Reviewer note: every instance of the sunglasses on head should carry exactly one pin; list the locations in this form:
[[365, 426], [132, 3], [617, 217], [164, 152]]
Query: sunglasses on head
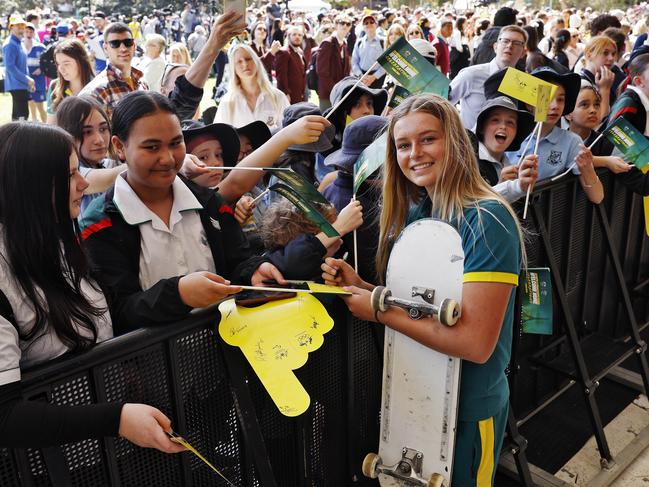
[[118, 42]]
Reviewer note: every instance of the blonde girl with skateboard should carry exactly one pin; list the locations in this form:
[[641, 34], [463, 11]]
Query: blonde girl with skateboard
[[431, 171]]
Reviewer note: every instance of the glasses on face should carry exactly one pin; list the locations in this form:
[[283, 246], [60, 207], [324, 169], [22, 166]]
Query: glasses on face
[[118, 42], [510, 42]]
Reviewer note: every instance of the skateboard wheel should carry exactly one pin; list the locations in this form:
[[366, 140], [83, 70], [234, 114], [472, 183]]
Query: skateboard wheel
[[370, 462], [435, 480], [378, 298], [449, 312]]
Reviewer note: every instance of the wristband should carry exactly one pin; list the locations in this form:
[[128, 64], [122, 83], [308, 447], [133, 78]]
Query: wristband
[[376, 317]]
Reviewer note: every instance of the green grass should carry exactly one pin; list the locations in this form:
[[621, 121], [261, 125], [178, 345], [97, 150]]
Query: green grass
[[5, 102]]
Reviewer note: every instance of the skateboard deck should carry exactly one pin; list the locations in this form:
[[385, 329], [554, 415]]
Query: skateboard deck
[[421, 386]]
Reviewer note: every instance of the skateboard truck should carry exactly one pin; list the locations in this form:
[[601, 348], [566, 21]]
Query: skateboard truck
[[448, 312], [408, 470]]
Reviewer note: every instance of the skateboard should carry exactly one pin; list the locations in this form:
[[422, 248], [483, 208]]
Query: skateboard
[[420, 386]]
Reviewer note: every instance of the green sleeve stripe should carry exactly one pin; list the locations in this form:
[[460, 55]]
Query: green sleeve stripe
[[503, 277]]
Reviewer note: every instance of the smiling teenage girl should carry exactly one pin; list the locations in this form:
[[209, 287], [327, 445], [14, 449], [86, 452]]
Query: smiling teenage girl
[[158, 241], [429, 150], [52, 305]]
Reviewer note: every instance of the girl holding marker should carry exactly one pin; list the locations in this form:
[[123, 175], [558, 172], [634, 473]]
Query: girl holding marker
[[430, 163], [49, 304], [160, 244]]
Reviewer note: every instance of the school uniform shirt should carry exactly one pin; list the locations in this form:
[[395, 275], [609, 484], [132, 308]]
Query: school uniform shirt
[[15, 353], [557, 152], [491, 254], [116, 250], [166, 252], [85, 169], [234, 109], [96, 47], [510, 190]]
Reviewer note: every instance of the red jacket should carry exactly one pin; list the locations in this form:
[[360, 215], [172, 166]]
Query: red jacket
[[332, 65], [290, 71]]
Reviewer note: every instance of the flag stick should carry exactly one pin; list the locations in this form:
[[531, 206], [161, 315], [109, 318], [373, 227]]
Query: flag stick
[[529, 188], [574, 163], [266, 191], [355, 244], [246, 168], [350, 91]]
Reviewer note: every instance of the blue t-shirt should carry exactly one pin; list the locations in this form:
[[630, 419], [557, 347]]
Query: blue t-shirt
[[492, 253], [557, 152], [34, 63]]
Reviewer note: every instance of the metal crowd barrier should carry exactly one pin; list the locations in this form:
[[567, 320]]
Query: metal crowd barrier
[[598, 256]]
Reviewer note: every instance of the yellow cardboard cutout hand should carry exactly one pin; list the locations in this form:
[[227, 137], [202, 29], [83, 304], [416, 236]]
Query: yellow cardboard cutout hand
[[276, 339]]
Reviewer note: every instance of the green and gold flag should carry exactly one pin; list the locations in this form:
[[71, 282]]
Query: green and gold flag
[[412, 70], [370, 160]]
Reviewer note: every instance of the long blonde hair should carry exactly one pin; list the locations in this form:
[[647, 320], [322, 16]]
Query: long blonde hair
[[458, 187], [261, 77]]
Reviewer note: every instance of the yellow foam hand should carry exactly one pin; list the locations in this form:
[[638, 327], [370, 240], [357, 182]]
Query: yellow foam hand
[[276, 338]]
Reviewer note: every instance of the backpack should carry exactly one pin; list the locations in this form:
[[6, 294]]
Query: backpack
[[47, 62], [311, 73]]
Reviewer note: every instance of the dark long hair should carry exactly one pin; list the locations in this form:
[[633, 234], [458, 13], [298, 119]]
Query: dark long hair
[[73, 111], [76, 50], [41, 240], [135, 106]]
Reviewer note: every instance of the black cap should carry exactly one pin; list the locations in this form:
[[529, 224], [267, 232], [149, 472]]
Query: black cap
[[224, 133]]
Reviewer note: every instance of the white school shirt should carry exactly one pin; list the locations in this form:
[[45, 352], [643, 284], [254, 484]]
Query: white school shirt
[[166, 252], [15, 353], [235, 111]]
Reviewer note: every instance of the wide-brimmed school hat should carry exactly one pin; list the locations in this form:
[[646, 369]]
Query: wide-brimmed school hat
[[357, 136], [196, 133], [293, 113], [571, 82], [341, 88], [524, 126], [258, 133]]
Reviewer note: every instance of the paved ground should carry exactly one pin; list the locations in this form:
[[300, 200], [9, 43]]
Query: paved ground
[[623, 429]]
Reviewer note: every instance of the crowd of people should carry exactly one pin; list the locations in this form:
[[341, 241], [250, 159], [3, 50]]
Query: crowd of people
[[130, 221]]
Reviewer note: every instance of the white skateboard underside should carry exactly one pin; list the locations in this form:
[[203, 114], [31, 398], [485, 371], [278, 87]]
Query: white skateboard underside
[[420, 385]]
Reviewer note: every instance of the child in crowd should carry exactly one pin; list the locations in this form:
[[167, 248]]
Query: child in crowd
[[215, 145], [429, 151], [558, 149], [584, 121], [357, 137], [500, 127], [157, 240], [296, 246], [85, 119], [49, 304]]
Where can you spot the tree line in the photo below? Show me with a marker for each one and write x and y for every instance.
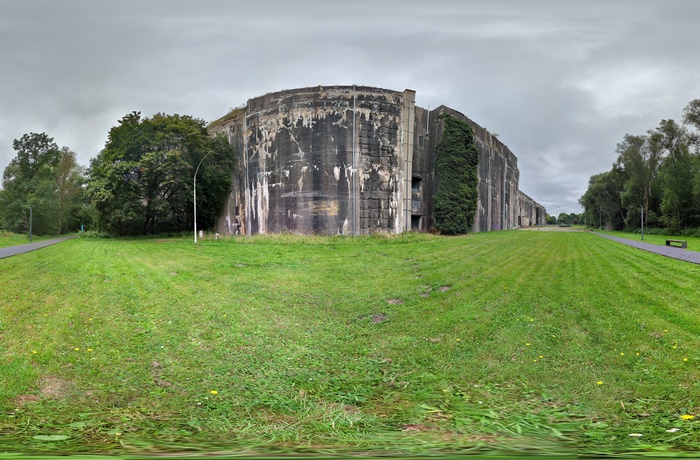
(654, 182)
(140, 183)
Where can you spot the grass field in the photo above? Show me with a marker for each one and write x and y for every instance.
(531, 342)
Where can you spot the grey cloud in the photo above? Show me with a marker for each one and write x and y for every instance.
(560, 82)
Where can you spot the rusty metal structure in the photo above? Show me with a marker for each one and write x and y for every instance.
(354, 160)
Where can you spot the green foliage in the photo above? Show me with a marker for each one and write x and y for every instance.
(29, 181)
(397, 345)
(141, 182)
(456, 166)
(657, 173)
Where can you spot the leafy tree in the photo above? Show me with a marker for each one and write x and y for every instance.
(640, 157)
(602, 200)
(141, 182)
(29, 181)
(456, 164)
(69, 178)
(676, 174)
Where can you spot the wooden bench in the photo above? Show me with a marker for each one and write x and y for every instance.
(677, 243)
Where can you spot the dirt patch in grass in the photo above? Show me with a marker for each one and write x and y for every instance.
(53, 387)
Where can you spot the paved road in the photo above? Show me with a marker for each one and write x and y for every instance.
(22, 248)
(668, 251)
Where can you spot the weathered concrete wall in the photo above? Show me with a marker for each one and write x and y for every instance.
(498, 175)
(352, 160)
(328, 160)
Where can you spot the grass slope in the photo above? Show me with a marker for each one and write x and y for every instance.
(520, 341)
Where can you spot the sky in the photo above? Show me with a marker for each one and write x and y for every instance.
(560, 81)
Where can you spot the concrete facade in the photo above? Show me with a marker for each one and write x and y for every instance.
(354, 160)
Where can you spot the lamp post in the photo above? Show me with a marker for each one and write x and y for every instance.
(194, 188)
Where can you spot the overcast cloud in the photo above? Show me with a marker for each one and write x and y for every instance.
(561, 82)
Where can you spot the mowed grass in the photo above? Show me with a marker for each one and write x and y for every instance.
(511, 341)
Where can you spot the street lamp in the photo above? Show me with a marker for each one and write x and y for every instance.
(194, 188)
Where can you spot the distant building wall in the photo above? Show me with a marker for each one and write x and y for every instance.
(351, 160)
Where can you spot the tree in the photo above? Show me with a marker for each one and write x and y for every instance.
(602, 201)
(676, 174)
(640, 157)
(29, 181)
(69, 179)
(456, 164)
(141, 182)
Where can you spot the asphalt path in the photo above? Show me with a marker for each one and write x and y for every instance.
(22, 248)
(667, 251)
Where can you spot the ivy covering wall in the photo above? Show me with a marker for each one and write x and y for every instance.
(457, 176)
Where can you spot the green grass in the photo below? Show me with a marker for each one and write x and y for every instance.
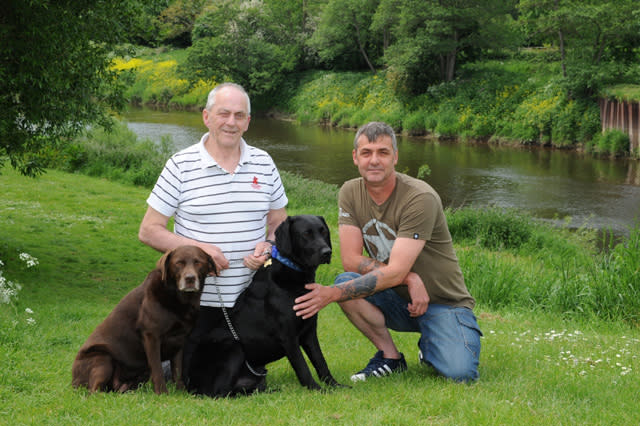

------------------------------

§ Exercise task:
Can you copy out word for word the entries from the very start through the line containing "[[431, 171]]", both ends included, and leave the pictures out?

§ Response to the task:
Reviewer note: every instance of the sunglasses on head should carry exactly one pin; list the locations in this form:
[[365, 426], [132, 3], [617, 217], [164, 152]]
Query: sunglasses on head
[[118, 42]]
Reviewer note: every instance of the blonde girl with skateboard should carry exactly one pin; list the locations in this form:
[[641, 34], [463, 11]]
Query: blonde girl with skateboard
[[431, 171]]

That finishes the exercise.